▶ _Set exercise_: Reproduce the closing part of the entries exactly: the line with "Target = river water" and all lines after it, ending with the last line, and nothing else.
===============
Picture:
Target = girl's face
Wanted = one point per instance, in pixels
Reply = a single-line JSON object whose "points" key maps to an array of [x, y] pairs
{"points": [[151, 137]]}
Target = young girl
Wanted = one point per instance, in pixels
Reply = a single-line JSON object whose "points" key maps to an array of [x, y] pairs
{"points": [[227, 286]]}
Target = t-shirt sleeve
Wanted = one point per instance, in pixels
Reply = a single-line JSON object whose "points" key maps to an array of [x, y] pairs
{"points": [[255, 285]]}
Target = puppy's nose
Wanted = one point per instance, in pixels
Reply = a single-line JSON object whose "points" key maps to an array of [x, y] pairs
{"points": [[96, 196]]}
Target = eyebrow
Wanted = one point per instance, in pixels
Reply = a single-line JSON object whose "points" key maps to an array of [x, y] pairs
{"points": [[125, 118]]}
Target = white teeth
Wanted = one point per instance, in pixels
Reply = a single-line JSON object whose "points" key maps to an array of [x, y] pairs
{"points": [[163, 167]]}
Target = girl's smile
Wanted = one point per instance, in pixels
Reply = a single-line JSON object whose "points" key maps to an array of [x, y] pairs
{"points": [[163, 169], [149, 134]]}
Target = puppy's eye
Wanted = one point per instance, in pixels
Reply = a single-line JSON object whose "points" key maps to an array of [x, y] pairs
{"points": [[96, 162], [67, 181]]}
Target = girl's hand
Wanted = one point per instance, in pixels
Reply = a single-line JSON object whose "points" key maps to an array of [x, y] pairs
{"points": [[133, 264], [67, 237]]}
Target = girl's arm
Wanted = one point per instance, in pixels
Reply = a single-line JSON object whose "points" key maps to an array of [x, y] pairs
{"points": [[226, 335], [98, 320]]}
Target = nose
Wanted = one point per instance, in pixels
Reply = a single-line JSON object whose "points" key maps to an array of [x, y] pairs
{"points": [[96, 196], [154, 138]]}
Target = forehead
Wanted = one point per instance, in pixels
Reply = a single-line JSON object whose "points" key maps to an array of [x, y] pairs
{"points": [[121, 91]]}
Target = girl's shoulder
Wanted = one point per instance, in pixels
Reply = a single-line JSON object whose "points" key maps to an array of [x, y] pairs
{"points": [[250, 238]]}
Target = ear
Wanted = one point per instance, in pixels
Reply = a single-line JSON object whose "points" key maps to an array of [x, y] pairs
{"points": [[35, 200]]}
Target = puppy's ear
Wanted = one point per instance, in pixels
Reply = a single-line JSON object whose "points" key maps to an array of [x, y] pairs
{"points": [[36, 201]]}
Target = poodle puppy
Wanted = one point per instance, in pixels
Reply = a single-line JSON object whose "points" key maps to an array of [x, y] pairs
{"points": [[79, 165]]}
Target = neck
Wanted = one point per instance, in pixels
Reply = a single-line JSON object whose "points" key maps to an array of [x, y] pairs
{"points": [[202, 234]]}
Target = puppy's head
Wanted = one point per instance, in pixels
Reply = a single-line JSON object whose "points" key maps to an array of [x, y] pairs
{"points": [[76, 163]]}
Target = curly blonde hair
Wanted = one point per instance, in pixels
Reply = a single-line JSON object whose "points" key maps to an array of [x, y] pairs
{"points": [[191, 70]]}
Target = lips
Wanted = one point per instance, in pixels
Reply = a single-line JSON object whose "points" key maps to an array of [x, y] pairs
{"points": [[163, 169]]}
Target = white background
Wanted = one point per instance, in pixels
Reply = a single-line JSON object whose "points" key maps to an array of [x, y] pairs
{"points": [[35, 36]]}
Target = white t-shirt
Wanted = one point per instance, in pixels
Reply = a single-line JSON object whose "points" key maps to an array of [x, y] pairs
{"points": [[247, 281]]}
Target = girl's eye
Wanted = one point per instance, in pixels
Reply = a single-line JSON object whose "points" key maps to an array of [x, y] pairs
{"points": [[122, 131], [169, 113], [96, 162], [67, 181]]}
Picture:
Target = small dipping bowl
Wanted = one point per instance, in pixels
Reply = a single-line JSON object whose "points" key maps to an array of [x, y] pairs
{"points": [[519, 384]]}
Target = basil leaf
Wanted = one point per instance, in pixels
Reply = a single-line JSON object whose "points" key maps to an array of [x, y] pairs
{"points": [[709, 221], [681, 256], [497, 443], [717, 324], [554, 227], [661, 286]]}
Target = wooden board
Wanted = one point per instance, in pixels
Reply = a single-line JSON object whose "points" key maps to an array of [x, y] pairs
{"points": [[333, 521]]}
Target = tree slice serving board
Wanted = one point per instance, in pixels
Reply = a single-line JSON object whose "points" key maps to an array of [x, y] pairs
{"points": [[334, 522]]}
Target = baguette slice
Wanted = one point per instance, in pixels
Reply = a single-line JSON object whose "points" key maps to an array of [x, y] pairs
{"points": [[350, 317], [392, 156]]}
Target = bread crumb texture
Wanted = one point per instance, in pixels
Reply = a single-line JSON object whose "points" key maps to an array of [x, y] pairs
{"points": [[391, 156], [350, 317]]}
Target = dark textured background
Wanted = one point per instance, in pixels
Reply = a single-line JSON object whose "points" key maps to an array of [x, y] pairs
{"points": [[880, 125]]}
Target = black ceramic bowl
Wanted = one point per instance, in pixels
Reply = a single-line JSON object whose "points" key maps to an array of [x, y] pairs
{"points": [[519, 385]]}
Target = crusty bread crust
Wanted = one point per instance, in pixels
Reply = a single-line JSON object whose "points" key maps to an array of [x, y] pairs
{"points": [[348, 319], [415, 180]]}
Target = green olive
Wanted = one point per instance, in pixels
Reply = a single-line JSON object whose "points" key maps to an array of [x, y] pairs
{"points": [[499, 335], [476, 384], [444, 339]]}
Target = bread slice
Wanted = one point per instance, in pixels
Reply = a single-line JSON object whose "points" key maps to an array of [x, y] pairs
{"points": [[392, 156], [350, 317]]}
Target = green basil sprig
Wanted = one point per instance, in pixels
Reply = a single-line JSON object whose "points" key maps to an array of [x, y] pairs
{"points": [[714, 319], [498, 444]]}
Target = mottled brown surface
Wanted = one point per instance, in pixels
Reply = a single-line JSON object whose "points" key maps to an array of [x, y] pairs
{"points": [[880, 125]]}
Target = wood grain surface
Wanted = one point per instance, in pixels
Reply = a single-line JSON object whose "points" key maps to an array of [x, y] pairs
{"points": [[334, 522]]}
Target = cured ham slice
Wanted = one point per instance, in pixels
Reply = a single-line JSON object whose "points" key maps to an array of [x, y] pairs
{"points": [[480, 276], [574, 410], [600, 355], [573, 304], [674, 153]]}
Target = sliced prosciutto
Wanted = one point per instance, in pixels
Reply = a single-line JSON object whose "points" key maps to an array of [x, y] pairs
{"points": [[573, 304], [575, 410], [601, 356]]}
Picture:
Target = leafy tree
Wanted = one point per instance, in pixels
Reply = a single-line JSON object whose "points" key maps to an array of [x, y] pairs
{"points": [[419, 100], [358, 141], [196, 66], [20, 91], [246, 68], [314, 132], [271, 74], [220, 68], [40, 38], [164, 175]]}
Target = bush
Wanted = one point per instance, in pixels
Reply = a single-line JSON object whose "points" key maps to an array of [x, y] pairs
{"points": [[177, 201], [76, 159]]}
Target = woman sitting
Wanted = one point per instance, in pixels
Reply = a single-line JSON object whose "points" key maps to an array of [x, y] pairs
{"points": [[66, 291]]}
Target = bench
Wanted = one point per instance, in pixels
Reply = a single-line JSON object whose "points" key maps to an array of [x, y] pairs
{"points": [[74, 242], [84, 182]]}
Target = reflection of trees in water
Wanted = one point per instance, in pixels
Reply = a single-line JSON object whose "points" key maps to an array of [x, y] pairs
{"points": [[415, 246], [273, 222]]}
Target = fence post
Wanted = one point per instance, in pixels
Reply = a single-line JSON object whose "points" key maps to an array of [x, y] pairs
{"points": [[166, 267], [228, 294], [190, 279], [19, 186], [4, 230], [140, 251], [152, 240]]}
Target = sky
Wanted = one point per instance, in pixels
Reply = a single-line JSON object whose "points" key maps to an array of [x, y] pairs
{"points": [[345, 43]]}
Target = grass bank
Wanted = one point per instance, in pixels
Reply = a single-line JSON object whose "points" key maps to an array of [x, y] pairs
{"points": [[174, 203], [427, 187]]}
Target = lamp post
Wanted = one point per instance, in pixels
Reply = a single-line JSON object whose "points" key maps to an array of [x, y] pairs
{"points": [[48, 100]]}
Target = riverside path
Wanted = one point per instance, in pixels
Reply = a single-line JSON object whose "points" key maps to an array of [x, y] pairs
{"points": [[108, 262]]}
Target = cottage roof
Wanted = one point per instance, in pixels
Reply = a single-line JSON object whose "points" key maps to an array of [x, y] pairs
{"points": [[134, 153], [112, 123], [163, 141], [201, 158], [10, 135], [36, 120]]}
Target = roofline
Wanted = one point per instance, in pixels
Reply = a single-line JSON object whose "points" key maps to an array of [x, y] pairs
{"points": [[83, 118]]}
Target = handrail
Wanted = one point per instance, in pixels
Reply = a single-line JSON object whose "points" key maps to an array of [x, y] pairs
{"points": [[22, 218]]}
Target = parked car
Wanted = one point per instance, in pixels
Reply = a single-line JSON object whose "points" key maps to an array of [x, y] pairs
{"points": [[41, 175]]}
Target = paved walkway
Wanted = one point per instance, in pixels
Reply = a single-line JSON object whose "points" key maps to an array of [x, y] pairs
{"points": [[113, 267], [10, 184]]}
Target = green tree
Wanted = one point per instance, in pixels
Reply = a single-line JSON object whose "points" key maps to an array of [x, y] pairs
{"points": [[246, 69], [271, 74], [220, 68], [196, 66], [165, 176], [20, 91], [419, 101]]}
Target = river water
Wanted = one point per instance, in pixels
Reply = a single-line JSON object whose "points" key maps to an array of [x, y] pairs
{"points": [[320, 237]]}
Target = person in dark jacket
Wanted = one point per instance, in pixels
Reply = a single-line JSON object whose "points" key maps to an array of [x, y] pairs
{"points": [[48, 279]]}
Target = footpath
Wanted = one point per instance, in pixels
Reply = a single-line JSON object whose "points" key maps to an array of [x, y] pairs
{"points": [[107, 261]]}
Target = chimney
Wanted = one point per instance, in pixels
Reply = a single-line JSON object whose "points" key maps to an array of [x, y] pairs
===============
▶ _Solution to this task_:
Target = river water
Wanted = one point per instance, in pixels
Reply = a single-line JSON object whose "points" key maps to an array of [x, y] pairs
{"points": [[320, 237]]}
Target = person in dark jacket
Wanted = one point per instance, in pixels
Reply = a single-line JSON object whose "points" key maps to an array of [x, y] pairs
{"points": [[48, 279]]}
Target = footpath
Wanted = one point per instance, in pixels
Reply = a single-line JSON object whose "points" key maps to an array of [x, y] pairs
{"points": [[107, 261]]}
Target = chimney
Wanted = one point per instance, in pixels
Reply = a single-line JSON object whose "points" key maps to an array of [x, y] pairs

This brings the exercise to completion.